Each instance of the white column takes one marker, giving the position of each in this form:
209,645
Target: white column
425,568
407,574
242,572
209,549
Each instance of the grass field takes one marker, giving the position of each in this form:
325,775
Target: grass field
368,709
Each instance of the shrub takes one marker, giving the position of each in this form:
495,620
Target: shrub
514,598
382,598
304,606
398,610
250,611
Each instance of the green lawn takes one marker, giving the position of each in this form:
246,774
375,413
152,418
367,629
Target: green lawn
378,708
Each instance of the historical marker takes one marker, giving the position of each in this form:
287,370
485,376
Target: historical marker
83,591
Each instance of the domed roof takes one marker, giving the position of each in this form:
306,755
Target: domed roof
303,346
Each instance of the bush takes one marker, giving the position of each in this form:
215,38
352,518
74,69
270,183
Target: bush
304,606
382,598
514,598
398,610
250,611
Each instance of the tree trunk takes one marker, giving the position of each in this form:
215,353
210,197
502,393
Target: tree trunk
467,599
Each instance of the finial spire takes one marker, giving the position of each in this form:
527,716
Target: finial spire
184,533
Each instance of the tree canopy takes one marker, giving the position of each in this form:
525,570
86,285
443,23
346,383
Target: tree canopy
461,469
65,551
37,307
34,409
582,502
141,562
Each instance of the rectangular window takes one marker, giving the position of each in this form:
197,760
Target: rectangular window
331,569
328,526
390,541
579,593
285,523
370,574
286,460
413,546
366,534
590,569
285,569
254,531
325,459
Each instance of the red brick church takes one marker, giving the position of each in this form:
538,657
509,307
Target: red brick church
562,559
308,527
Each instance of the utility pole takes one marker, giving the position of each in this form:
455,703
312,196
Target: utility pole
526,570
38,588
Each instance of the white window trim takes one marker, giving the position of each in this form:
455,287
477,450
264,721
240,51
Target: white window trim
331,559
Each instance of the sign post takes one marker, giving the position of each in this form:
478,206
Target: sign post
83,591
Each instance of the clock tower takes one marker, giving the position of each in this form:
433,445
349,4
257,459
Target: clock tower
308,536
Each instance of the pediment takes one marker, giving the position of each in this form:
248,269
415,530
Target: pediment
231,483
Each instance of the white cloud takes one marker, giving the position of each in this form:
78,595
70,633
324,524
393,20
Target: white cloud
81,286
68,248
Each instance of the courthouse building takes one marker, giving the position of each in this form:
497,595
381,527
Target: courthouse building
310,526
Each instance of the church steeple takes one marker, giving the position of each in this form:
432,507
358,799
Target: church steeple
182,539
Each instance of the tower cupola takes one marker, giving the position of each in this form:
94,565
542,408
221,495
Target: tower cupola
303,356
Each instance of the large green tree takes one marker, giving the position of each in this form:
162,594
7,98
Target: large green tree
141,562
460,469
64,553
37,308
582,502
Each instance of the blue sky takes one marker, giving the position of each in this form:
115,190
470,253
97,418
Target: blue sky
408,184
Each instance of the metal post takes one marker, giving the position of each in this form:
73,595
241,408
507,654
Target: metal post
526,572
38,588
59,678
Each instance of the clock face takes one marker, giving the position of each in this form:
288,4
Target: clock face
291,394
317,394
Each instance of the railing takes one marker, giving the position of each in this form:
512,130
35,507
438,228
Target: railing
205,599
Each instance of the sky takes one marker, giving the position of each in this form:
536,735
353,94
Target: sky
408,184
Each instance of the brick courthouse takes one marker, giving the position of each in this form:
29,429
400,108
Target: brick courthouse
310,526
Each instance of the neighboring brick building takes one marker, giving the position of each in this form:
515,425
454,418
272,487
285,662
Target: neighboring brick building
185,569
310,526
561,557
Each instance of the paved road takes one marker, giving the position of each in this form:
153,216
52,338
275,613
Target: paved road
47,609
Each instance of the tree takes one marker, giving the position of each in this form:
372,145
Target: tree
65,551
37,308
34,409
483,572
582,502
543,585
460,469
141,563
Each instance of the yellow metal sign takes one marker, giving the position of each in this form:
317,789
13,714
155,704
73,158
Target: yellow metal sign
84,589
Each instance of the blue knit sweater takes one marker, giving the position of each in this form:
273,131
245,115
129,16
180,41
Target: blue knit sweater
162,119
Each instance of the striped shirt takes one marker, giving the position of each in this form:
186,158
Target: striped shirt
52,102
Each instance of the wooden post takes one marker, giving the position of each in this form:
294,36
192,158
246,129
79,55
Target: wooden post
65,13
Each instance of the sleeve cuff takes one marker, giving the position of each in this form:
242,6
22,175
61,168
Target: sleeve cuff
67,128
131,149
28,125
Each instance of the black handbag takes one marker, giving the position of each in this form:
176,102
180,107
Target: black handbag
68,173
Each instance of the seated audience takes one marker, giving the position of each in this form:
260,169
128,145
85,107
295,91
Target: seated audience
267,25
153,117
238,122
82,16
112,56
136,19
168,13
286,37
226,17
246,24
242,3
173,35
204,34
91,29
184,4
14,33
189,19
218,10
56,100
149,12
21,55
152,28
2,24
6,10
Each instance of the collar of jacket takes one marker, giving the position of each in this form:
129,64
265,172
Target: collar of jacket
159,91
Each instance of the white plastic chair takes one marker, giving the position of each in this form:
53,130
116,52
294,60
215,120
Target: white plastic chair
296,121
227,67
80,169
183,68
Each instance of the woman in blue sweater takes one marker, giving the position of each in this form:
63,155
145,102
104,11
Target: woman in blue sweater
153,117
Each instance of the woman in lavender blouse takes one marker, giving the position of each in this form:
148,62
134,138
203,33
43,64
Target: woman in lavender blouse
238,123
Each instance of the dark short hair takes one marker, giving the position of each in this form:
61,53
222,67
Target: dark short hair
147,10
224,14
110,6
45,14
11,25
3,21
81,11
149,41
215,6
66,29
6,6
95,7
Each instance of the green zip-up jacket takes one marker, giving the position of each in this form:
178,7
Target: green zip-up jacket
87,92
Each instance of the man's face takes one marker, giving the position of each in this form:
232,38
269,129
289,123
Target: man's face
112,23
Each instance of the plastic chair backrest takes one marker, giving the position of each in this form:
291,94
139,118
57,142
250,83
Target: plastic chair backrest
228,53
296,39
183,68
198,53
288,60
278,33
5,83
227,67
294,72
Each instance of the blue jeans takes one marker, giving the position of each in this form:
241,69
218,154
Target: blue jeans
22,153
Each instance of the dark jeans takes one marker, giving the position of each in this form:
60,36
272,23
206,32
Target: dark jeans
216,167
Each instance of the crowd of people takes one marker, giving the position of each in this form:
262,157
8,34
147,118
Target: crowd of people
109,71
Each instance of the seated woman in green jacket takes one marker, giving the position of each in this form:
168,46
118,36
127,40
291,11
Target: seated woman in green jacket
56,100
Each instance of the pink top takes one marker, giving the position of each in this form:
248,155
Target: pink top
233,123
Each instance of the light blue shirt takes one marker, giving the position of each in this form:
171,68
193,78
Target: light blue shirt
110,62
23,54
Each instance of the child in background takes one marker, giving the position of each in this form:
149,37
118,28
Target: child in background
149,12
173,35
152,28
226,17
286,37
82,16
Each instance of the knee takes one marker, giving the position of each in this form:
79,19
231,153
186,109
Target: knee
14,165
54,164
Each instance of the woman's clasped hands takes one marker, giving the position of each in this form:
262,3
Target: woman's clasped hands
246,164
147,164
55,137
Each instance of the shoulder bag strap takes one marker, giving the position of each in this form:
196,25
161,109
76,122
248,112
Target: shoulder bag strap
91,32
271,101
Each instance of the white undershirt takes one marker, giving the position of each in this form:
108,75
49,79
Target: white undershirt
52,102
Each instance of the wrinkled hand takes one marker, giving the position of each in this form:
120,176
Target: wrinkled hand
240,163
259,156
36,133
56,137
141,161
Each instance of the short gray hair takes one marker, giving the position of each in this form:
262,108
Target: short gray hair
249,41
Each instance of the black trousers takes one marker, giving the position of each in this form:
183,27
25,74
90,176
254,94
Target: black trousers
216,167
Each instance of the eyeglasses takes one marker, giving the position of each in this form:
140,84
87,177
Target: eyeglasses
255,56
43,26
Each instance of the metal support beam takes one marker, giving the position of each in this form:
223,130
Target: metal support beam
---------------
The required output is the span of lines from the one containing "Each instance of the wrinkled" to the last line, reproduced character for character.

### [WORKED ANSWER]
Each instance of the wrinkled hand takes one marker, giving the position of each in this form:
120,176
Target: wrinkled hand
240,163
259,156
36,133
56,137
141,161
Each instance of the short gray hair takes one marker, giving the position of each in this form:
262,108
Target: short gray hair
249,41
Each instance of the black trousers takes one marker, giving the position of each in this form:
183,27
25,74
90,176
254,94
Target: black trousers
216,167
Each instance of the eyeglasses takes one marker, giving the position of each in this form:
140,84
87,177
Target: eyeglasses
255,56
43,26
Each instance of the metal support beam takes one marker, giving the position of each in this form:
223,130
Target: metal support beam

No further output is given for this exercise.